-- START OF Document passage --

The dangers of scrutinising code-coverage

It turns out that not all tests are good

Introduction

Recently, I heard a proposal at a software company:

  • All teams must report on code (line/branch) coverage in SPAs (web applications) we build
  • Teams (ideally) should set a coverage threshold level and fail builds when it drops below the threshold.

Here are my thoughts on why this (surprisingly common) idea is a misguided one.

TL;DR: Successful teams focus on high value tests 🏆. Asking teams to report on code-coverage is likely to result in low (even negative!) value tests being written 📉.

Common misconception:

“The more automated tests in the codebase, the better”.

Actually, every test has a (not insignificant) maintenance cost associated with it. If a test isn’t providing value it should be removed.

Generally speaking, there are three ways a test can provide value

  1. It enables safe refactoring
  2. It prevents regressions
  3. It documents correct/example usage

Can tests be harmful?

While it won’t set your dog on fire, a test with negligible or zero value is harmful in the sense that you still pay the maintenance (and initial development) cost associated with that test. Such a test has a net negative value. Net negative tests slow your team down.

Tests that check implementation details are particularly susceptible to this - every time the implementation changes, a corresponding (mirroring!) change must be made to the tests.

A potentially less obvious (but more important consideration): Not only do such tests not assist refactoring, they actually create barriers. A well-intentioned developer might start down the path of some boy-scout refactoring, only to see a hundred false-positives in terms of failing tests - at which point they give up without performing the refactoring. This, is how codebases slowly rot 🤮.

This blog post covers the topic well: Kent C Dodds: Testing implementation details

What do valuable tests exercise?

Use cases of the code in question. What these use-cases look like depends on how the code is consumed and who the “user” is. Sometimes, there will be multiple “users”

  • For bespoke functionality in a SPA, the “user” is literally the human interacting with the web application through the UI. These users don’t directly use your Redux sagas / reducers / selectors. They use the web application
  • For a library/API/reusable component etc, a possible “user” is the developer who is integrating the library/API/component in question

This blog post sums it up really well IMHO: Kent C Dodds: Avoid the test user

What does code-coverage do?

To simplify greatly, code-coverage instruments your production code when your tests run and examines which lines/branches (i.e. IF/ELSE) are hit by the tests.

However, the fact that an automated test has hit a line/branch does not give any guarantee at all that

  • The logic the line/branch implements is correct
  • The line/branch is necessary

In fact, it doesn’t even ensure the line/branch executed without throwing an exception!

I will concede that (generally speaking) if the important use-cases are tested (see “What do valuable tests exercise”) and the production code does not contain redundant logic, then the line/branch coverage should be fairly high.

Examining the coverage certainly can be a useful tool 🔨 in the belt of the developer: “These lines aren’t being hit at all - Oops!, I’ve forgotten to write tests covering use-case x”

This blog post goes into some more detail: Kent C Dodds: Common testing mistakes: 100% code coverage

There’s no one-size-fits-all solution for a good code coverage number to shoot for. Every application’s needs are different. I concern myself less with the code coverage number and more with how confident I am that the important parts of my application are covered. I use the code coverage report to help me after I’ve already identified which parts of my application code are critical. It helps me to know if I’m missing some edge cases the code is covering but my tests are not.

-- END OF Document passage --

(What this exercise asks):
(a) Answer these questions about the post on code coverage:
(i) Besides maintenance, what other cost does a test with negligible or zero value still carry?
(ii) For bespoke functionality in an SPA, who is the "user"?
(iii) What two things does a test hitting a line or branch fail to guarantee?
(b) List every blog post that the post on code coverage cites by title.
(c) Write the next part of the post on code coverage, picking up after its final paragraph.

-- START OF Supplied entries --

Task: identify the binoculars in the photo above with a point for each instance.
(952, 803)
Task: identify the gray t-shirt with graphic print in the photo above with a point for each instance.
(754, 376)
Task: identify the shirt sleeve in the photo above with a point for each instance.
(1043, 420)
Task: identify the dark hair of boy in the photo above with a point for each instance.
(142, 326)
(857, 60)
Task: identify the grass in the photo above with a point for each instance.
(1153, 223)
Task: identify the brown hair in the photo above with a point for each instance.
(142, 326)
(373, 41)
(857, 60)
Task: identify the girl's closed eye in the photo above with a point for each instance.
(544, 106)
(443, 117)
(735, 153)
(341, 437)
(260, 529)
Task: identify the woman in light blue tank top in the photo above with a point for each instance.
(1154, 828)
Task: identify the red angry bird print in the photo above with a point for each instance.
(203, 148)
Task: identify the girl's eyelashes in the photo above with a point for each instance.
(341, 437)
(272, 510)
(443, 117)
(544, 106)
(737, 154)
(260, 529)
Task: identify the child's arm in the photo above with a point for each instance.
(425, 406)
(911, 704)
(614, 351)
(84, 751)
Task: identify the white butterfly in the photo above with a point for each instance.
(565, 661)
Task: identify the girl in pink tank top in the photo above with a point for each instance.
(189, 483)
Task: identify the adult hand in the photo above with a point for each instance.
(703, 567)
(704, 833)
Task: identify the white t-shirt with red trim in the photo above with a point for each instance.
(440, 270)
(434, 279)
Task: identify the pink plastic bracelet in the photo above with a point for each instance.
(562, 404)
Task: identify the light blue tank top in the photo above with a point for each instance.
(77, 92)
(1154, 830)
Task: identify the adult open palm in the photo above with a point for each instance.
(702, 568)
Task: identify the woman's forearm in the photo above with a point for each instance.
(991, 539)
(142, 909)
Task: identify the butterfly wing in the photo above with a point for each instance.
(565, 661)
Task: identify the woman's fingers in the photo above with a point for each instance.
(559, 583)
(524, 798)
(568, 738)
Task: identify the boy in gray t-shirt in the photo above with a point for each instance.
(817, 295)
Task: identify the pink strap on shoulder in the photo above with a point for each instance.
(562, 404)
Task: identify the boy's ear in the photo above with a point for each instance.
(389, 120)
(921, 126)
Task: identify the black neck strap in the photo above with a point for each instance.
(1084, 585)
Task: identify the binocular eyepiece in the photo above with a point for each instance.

-- END OF Supplied entries --
-- START OF Supplied entries --

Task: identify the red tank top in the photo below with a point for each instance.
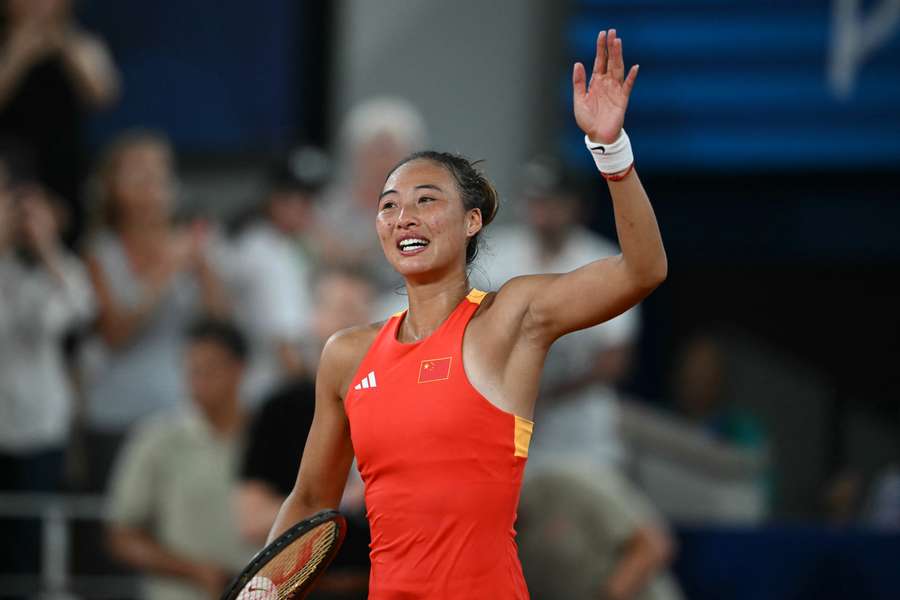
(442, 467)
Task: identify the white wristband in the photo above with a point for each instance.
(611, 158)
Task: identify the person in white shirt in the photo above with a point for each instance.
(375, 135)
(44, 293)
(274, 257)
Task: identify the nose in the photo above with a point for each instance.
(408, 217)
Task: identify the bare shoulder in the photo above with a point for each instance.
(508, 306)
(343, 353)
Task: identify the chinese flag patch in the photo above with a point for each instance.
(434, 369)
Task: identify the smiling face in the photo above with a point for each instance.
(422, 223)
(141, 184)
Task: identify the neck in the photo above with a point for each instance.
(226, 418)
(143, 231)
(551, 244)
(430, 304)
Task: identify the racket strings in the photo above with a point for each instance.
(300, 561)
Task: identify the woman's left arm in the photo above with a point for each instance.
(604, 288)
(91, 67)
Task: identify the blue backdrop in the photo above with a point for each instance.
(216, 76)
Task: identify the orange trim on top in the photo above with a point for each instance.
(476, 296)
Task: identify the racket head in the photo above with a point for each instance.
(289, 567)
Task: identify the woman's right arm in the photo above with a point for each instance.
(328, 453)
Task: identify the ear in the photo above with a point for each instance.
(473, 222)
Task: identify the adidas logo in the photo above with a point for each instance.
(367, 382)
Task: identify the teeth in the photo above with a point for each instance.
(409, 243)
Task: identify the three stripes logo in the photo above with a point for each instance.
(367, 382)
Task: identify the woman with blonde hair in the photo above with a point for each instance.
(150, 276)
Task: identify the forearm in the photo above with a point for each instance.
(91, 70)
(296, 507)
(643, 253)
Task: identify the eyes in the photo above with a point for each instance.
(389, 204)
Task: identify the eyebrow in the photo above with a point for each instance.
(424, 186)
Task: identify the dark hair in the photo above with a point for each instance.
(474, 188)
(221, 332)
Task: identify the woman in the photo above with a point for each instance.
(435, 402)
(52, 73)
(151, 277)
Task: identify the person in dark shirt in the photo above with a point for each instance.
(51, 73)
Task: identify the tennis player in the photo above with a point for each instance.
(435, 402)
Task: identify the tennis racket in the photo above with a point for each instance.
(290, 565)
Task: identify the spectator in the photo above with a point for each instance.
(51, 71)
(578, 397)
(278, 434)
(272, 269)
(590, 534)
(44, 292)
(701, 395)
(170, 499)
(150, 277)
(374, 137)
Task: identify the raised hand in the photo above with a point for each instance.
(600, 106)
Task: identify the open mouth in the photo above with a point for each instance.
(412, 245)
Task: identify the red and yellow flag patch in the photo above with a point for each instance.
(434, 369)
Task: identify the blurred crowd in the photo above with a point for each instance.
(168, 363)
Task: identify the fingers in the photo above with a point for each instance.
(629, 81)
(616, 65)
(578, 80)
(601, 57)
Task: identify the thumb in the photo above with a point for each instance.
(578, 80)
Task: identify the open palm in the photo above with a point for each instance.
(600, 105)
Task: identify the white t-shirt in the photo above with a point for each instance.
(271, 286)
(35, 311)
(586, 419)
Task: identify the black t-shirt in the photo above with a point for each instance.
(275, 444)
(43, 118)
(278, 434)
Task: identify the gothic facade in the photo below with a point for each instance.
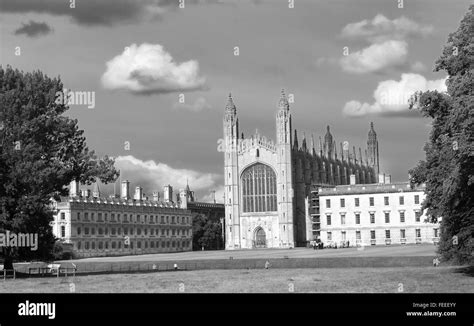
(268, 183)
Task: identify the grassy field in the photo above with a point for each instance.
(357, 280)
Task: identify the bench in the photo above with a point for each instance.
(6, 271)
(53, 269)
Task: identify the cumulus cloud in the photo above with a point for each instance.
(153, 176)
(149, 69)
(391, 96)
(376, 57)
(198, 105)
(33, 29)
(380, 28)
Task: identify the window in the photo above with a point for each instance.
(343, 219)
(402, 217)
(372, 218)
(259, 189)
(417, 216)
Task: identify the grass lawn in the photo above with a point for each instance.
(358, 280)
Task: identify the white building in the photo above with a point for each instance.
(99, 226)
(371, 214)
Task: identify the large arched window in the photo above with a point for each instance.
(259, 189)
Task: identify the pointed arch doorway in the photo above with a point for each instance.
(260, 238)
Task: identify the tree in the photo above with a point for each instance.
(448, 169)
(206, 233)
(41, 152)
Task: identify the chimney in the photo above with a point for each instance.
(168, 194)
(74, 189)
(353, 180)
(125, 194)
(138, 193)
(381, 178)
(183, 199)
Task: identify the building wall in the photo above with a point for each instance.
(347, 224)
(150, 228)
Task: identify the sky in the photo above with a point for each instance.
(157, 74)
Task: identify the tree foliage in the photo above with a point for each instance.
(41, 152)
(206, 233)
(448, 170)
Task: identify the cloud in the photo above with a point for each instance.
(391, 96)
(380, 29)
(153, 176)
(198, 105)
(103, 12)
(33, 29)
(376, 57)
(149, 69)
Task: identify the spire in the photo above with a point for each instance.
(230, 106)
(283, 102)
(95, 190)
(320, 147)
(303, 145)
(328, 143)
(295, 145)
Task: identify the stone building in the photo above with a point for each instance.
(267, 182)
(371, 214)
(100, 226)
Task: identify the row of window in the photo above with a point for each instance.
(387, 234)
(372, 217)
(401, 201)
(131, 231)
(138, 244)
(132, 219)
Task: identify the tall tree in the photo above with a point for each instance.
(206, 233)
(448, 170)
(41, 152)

-- END OF Supplied entries --

(Expected answers):
(a)
(i) The initial development cost of the test.
(ii) The human interacting with the web application through the UI.
(iii) That the logic the line or branch implements is correct, and that the line or branch is necessary.

(b)
Kent C Dodds: Testing implementation details
Kent C Dodds: Avoid the test user
Kent C Dodds: Common testing mistakes: 100% code coverage

(c)
What are the problems with asking teams to report on code-coverage?

Unjustified technical cost

As mentioned above, code coverage can be a useful tool for a developer to look at when deciding whether they have written the right tests. However, for some teams there could be significant technical challenges in automating the generation of the coverage report.

If the team in question doesn’t care about the coverage number, we’ve effectively foisted a bunch of toil on that team for no gain

A single number is misleading

A single coverage % number doesn’t take into consideration the app in question (which parts are important to cover). If we’re at 50% coverage is that 100% of the important business critical-code and 0% of the boring infrastructure, or the other way around?

False sense of security

Code coverage numbers can easily lull teams into a false sense of security - “We’re at 100% branch coverage, so we’re good”

If your assertions are non-existent or rubbish, you might as well have 0% coverage

Goodhart’s law 🎯

Goodhart’s law says that “When a measure becomes a target, it ceases to be a good measure”.

Simply by asking teams to report on the coverage %, undue focus will be put on increasing the coverage % - to the detriment of other aspects.

Negative value tests

Once you accrue a lot of negative-value tests, teams will start to de-value test failures (this is known as the broken-window syndrome 💔).

It spells bad news - we want to be in a place where a failing test means something has been broken badly and we’ve dodged a bullet 🔫. Don’t let your tests cry wolf!

Encourages testing implementation details

Often, it’s difficult to maintain a high coverage percentage without resorting to testing implementation details (and/or tests that simply don’t reflect real-world usage).

In my opinion this is the most dangerous 💀 (but also invisible) second-order effect from asking teams to report on code coverage. Goodhart’s law tells us that teams will write these negative-value tests (due to the implicit target). As noted elsewhere, these negative-value tests slow teams down and create barriers to refactoring (bad).

Conclusion

Code coverage is a useful tool, but we should take care when mandating reporting around it.

It doesn’t make sense to hire smart people and then tell them what to do; we hire smart people so they can tell us what to do - Steve Jobs

Requiring teams to report on code-coverage might seem like a silver bullet, but hopefully now you can see that it is not.

Unfortunately, I don’t have a panacea to offer 😔, but I’d suggest teams prioritise testing code

  • That changes frequently
  • Where defects have been cropping up frequently
  • With high cyclomatic complexity
  • Where a defect could have dire consequences

And in terms of writing tests, prefer tests that check observable results/outputs as opposed to tests that check state mutations or worse, interaction with private implementation details.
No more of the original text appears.